-- Begin --

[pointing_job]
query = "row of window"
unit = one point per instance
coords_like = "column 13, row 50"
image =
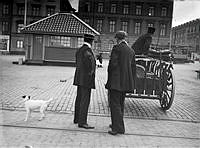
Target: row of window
column 125, row 26
column 35, row 9
column 126, row 9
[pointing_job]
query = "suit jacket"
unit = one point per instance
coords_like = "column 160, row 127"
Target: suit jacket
column 142, row 44
column 85, row 67
column 121, row 68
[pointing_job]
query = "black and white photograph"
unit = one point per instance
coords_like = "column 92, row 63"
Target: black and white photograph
column 100, row 73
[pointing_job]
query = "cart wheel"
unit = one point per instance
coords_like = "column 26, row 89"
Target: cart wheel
column 167, row 94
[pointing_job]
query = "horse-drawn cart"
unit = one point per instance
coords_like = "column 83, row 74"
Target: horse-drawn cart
column 155, row 78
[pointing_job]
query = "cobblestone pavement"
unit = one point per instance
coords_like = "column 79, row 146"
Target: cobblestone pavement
column 177, row 127
column 42, row 82
column 57, row 130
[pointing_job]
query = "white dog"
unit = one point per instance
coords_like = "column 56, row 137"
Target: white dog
column 35, row 104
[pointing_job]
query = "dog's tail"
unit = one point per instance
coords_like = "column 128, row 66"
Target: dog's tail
column 49, row 100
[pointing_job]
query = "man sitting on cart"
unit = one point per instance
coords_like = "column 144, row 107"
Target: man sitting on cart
column 142, row 44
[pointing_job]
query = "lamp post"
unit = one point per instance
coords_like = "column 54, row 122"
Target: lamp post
column 25, row 12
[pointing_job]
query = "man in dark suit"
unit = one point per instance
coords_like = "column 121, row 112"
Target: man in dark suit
column 84, row 79
column 121, row 74
column 142, row 44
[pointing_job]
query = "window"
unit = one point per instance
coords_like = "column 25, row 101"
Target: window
column 20, row 9
column 164, row 11
column 65, row 41
column 99, row 25
column 125, row 9
column 5, row 26
column 163, row 29
column 50, row 10
column 125, row 26
column 19, row 27
column 137, row 28
column 151, row 11
column 150, row 25
column 113, row 8
column 112, row 26
column 110, row 45
column 97, row 45
column 35, row 10
column 87, row 7
column 138, row 10
column 5, row 9
column 20, row 44
column 80, row 42
column 60, row 41
column 86, row 20
column 100, row 7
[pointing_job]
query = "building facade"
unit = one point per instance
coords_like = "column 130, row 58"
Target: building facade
column 186, row 38
column 132, row 16
column 16, row 14
column 55, row 38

-- End --

Convert every line of the entries above into a JSON list of strings, one string per line. Omit blank lines and leave the pictures out.

_Task solution:_
[
  "[pointing_job]",
  "query = \"row of window\"",
  "unit = one point per instance",
  "coords_like = \"column 13, row 50\"",
  "image =",
  "Target: row of window",
  "column 125, row 26",
  "column 35, row 9",
  "column 126, row 9",
  "[pointing_job]",
  "query = \"suit jacket\"",
  "unit = one point per instance",
  "coords_like = \"column 160, row 127\"",
  "Target: suit jacket",
  "column 142, row 44",
  "column 85, row 67",
  "column 121, row 68",
  "[pointing_job]",
  "query = \"black and white photograph\"",
  "unit = one point per instance",
  "coords_like = \"column 92, row 63\"",
  "Target: black and white photograph",
  "column 100, row 73",
  "[pointing_job]",
  "query = \"cart wheel\"",
  "unit = one point per instance",
  "coords_like = \"column 26, row 89\"",
  "Target: cart wheel",
  "column 167, row 94",
  "[pointing_job]",
  "query = \"horse-drawn cart\"",
  "unit = one point per instance",
  "coords_like = \"column 83, row 74\"",
  "Target: horse-drawn cart",
  "column 155, row 78",
  "[pointing_job]",
  "query = \"cobblestone pavement\"",
  "unit = one point per instance",
  "coords_like = \"column 79, row 146\"",
  "Target: cobblestone pavement",
  "column 177, row 127",
  "column 42, row 82",
  "column 57, row 130",
  "[pointing_job]",
  "query = \"white dog\"",
  "unit = one point per instance",
  "coords_like = \"column 56, row 137\"",
  "Target: white dog",
  "column 35, row 104",
  "[pointing_job]",
  "query = \"dog's tail\"",
  "unit = one point per instance",
  "coords_like = \"column 128, row 66\"",
  "Target: dog's tail",
  "column 49, row 100",
  "[pointing_job]",
  "query = \"man sitting on cart\"",
  "unit = one point per instance",
  "coords_like = \"column 144, row 107\"",
  "Target: man sitting on cart",
  "column 142, row 44",
  "[pointing_job]",
  "query = \"lamp post\"",
  "unit = one point per instance",
  "coords_like = \"column 54, row 122\"",
  "Target: lamp post",
  "column 25, row 12",
  "[pointing_job]",
  "query = \"man in dark suit\"",
  "unit = one point per instance",
  "coords_like = \"column 121, row 112\"",
  "Target: man in dark suit",
  "column 84, row 79",
  "column 121, row 74",
  "column 142, row 44",
  "[pointing_job]",
  "query = \"window\"",
  "unit = one point per instance",
  "coords_like = \"column 25, row 101\"",
  "Target: window",
  "column 20, row 9",
  "column 164, row 11",
  "column 65, row 41",
  "column 99, row 25",
  "column 125, row 9",
  "column 5, row 26",
  "column 163, row 29",
  "column 50, row 10",
  "column 125, row 26",
  "column 19, row 27",
  "column 137, row 28",
  "column 151, row 11",
  "column 150, row 25",
  "column 113, row 8",
  "column 112, row 26",
  "column 110, row 45",
  "column 97, row 45",
  "column 35, row 10",
  "column 87, row 7",
  "column 138, row 10",
  "column 5, row 9",
  "column 20, row 44",
  "column 80, row 42",
  "column 60, row 41",
  "column 86, row 20",
  "column 100, row 7",
  "[pointing_job]",
  "query = \"building facade\"",
  "unit = one point per instance",
  "coords_like = \"column 130, row 58\"",
  "Target: building facade",
  "column 186, row 38",
  "column 132, row 16",
  "column 16, row 14",
  "column 55, row 38"
]